--- Passage shown ---
On May 11, the U.S. government rolled out the red carpet — literally — for 59 white Afrikaners, descendants of Dutch and German colonizers who enforced South Africa’s brutal apartheid regime. They arrived at Dulles Airport aboard a private jet, funded by American taxpayers, and were welcomed by top officials from the Trump administration’s State and Homeland Security departments. These immigrants didn’t arrive as refugees escaping persecution or genocide; they rolled into the U.S. wheeling designer luggage, looking more like luxury tourists than asylum seekers.
Yet, they were granted “Priority 1” refugee status — a designation typically reserved for people fleeing war zones and imminent death. This wasn’t a humanitarian gesture. It was a political performance.
The very next day, May 12, Secretary of Homeland Security Kristi Noem announced the end of Temporary Protected Status (TPS) for Afghans in the U.S., even as Afghanistan remains under Taliban rule with ongoing reprisal killings. Haitians, too, have seen their TPS revoked, despite the U.S. government’s own warnings not to travel to Haiti due to unchecked gang violence.
--- Data block ---
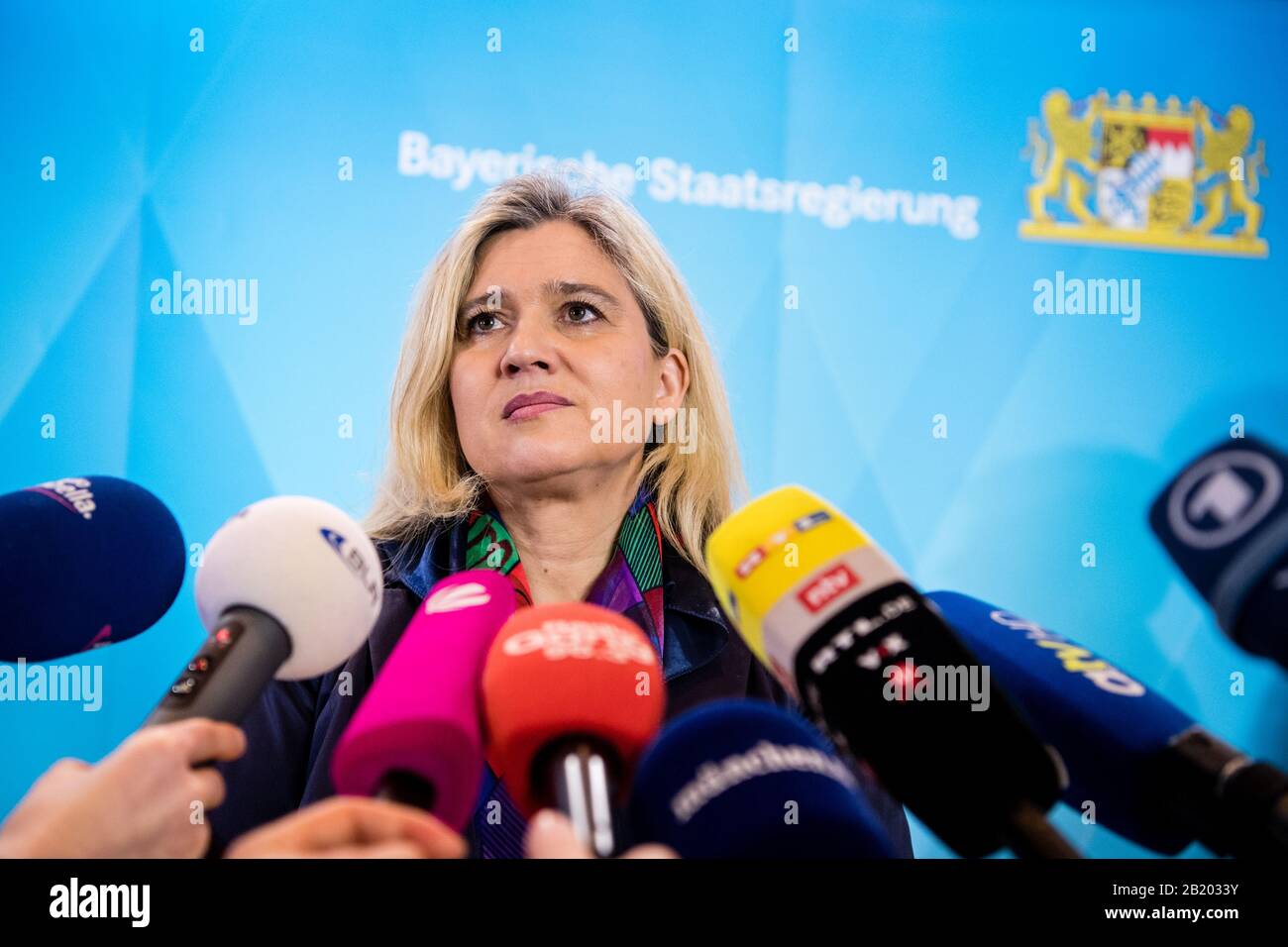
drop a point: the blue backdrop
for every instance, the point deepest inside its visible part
(226, 154)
---
### Stated goal 1
Using the passage on U.S. refugee and protected-status decisions, answer:
(a) How many white Afrikaners arrived on May 11, and at which airport?
(b) What refugee designation were they granted?
(c) Who announced the end of Temporary Protected Status for Afghans, and on what date?
### Stated goal 2
Continue the passage on U.S. refugee and protected-status decisions from its last sentence.

### Final result 1
(a) 59, at Dulles Airport.
(b) "Priority 1" refugee status.
(c) Secretary of Homeland Security Kristi Noem, on May 12.

### Final result 2
This is not an immigration policy; it’s a glaring double standard — a re-definition of asylum rooted not in need or threat, but in race.
Let’s be clear: White South Africans are not persecuted. They are not fleeing genocide. They are not stateless. Despite making up just 7% of South Africa’s population, they own more than 70% of the land and maintain outsized control over the economy. That’s not oppression. That’s privilege — colonial, entrenched privilege.
Trump’s decision to designate these arrivals as refugees isn’t rooted in compassion; its ideology dressed up as policy; a calculated move to reward whiteness and solidify an America he imagines — white, powerful, and dominant.
Remember that in 2018, Trump famously questioned why the U.S. accepts immigrants from “shithole countries,” naming Haiti, El Salvador, and African nations, and asking instead for more people from places like Norway. Fast-forward to 2025, and Trump is making that racist fantasy a reality — only now, it’s white South Africans standing in for Norwegians.
Meanwhile, Black and brown immigrants — those fleeing real persecution in countries like Haiti, Venezuela, and Afghanistan — are being pushed out, locked up, or ignored.
South Africa’s own government and international experts have debunked Trump’s claims of a “white genocide.” There is no crisis of land seizures in South Africa. The so-called “Expropriation Act” has yet to trigger a single land grab. Most victims of farm attacks, in fact, are Black.
This isn’t refugee resettlement. It’s white nationalism in practice; a protest against multiracial democracy. A message loud and clear: white grievance matters more than Black suffering.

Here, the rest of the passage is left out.